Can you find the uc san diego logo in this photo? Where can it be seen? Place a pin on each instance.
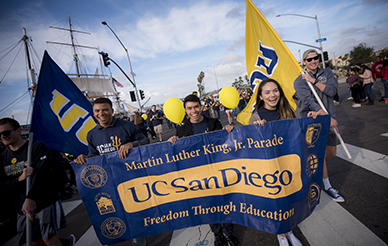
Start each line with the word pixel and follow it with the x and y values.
pixel 93 177
pixel 312 134
pixel 314 194
pixel 312 165
pixel 104 203
pixel 113 228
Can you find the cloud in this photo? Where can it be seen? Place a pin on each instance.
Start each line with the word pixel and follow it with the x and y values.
pixel 184 29
pixel 374 1
pixel 231 58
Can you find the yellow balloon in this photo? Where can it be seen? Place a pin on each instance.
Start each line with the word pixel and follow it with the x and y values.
pixel 229 97
pixel 174 110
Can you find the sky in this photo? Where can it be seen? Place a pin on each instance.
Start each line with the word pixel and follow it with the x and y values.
pixel 170 42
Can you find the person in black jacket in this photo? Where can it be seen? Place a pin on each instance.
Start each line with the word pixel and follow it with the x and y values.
pixel 41 204
pixel 196 123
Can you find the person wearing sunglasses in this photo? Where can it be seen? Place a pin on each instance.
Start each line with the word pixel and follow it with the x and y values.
pixel 41 204
pixel 325 85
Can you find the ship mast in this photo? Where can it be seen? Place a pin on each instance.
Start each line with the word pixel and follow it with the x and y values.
pixel 31 71
pixel 72 44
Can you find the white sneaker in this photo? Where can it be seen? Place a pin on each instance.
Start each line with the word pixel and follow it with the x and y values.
pixel 294 241
pixel 282 240
pixel 334 195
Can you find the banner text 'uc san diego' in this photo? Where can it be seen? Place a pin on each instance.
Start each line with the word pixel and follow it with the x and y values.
pixel 267 178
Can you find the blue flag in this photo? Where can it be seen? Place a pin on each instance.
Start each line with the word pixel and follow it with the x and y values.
pixel 62 115
pixel 267 178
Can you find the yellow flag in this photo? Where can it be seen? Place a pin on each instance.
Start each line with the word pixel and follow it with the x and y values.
pixel 266 57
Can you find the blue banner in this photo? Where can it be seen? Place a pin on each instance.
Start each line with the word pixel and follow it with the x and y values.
pixel 62 115
pixel 267 178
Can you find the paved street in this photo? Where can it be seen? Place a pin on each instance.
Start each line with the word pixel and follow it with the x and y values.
pixel 363 181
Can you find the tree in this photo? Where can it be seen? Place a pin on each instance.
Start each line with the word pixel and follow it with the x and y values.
pixel 361 54
pixel 201 88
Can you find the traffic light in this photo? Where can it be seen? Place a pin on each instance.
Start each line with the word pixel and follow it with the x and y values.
pixel 133 96
pixel 105 58
pixel 325 56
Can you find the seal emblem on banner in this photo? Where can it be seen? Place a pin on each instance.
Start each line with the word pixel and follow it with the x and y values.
pixel 312 165
pixel 93 177
pixel 105 205
pixel 113 228
pixel 314 194
pixel 312 134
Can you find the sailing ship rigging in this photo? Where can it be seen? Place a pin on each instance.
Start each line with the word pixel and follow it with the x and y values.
pixel 92 85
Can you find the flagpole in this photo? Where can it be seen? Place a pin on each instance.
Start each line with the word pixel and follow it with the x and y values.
pixel 28 186
pixel 324 109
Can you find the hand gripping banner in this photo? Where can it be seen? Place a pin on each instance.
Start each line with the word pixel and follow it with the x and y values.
pixel 267 178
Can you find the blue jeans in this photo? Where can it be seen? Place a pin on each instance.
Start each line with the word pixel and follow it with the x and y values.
pixel 368 91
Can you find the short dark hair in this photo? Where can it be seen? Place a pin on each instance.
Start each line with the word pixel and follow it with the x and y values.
pixel 10 121
pixel 101 100
pixel 191 98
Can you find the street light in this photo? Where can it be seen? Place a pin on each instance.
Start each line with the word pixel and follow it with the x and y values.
pixel 215 75
pixel 129 61
pixel 319 33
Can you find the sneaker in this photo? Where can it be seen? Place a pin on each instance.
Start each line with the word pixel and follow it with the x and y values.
pixel 282 240
pixel 294 241
pixel 219 239
pixel 334 195
pixel 232 240
pixel 72 240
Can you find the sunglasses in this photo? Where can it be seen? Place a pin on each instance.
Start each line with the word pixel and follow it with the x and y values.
pixel 6 133
pixel 312 58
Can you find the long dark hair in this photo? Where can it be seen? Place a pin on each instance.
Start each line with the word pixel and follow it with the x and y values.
pixel 283 106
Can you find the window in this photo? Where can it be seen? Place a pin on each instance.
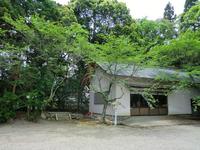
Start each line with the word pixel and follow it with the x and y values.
pixel 98 99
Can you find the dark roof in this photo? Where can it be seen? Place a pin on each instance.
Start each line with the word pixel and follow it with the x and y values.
pixel 130 70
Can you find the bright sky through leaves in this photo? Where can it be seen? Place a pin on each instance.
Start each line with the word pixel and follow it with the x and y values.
pixel 152 9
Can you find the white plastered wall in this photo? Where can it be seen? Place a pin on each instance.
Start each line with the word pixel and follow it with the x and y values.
pixel 179 101
pixel 117 91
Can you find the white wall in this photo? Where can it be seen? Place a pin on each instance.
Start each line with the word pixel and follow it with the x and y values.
pixel 179 101
pixel 101 77
pixel 123 109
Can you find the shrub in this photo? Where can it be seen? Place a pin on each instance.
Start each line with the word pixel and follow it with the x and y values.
pixel 9 103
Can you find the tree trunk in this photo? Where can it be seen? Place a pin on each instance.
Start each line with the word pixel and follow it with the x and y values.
pixel 104 112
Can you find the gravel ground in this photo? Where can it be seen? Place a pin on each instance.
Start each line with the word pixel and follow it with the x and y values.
pixel 63 135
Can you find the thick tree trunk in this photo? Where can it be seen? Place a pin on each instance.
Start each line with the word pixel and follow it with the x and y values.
pixel 104 112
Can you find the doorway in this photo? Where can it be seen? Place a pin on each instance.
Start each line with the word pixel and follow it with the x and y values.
pixel 139 106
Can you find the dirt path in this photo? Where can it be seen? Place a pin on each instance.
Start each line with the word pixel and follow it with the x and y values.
pixel 61 135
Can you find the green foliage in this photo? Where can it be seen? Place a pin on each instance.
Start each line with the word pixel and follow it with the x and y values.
pixel 184 53
pixel 9 103
pixel 189 4
pixel 100 16
pixel 116 50
pixel 196 103
pixel 145 34
pixel 191 19
pixel 169 12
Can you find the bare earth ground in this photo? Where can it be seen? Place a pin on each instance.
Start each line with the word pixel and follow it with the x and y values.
pixel 63 135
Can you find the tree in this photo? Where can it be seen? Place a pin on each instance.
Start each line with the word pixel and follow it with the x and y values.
pixel 100 16
pixel 169 12
pixel 42 60
pixel 189 4
pixel 145 34
pixel 190 19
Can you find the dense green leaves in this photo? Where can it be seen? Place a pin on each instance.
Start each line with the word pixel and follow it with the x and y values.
pixel 100 16
pixel 191 19
pixel 169 12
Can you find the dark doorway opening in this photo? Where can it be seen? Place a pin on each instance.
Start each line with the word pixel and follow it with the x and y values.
pixel 139 106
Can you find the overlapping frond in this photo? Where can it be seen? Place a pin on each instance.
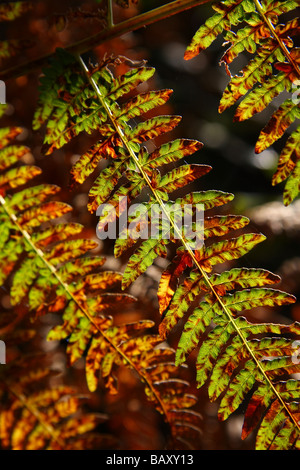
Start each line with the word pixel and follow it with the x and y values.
pixel 242 362
pixel 253 27
pixel 37 415
pixel 49 268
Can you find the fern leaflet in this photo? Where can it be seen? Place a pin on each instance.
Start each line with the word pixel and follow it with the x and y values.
pixel 274 68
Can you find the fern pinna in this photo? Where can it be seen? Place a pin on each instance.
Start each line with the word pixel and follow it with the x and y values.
pixel 46 265
pixel 241 361
pixel 253 27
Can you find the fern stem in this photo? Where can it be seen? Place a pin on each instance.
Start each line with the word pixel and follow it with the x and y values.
pixel 282 46
pixel 181 237
pixel 71 296
pixel 132 24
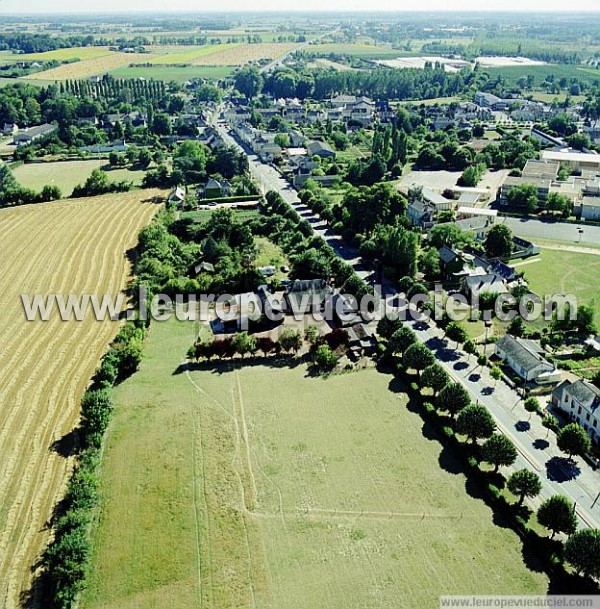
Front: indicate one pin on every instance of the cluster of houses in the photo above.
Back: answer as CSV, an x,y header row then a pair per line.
x,y
300,297
354,110
476,274
582,187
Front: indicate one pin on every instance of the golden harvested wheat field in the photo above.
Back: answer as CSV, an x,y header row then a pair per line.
x,y
242,54
75,246
89,67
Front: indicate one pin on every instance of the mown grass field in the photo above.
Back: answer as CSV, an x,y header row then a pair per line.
x,y
64,247
68,174
258,486
564,272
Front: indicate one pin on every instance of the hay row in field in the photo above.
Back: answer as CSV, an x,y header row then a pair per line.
x,y
89,67
78,247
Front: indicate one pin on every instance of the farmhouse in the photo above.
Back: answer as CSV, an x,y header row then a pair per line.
x,y
28,136
215,189
589,209
581,400
525,358
362,339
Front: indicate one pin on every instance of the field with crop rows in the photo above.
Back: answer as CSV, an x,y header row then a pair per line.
x,y
175,73
246,53
78,247
68,174
82,53
90,67
190,54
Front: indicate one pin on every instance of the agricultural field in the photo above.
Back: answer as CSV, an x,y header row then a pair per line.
x,y
175,73
190,54
68,174
513,73
362,51
81,53
89,67
233,485
64,247
243,54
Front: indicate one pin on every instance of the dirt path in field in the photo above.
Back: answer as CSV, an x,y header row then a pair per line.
x,y
65,247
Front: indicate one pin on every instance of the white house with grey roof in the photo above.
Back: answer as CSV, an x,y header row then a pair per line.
x,y
526,358
581,400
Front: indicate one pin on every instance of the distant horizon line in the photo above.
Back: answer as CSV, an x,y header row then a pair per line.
x,y
477,11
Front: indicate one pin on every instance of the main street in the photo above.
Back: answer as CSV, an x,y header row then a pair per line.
x,y
537,448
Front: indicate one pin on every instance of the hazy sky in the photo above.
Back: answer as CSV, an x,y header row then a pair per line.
x,y
30,6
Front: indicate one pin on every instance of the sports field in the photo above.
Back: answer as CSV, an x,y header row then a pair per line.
x,y
64,247
565,272
255,486
68,174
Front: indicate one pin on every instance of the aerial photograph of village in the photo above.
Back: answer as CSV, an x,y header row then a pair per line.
x,y
300,305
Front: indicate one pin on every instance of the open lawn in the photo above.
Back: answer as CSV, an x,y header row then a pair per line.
x,y
66,247
68,174
259,486
563,272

-=-=-

What is required:
The answer should consist of every line from the listing above that includes the word "doorway".

Exercise result:
Can you find the doorway in this photo? Where can it be seen? Place a pin on each instance.
Can you find the dark doorway opening in this photo? Where can it be seen? Place a pin on each instance.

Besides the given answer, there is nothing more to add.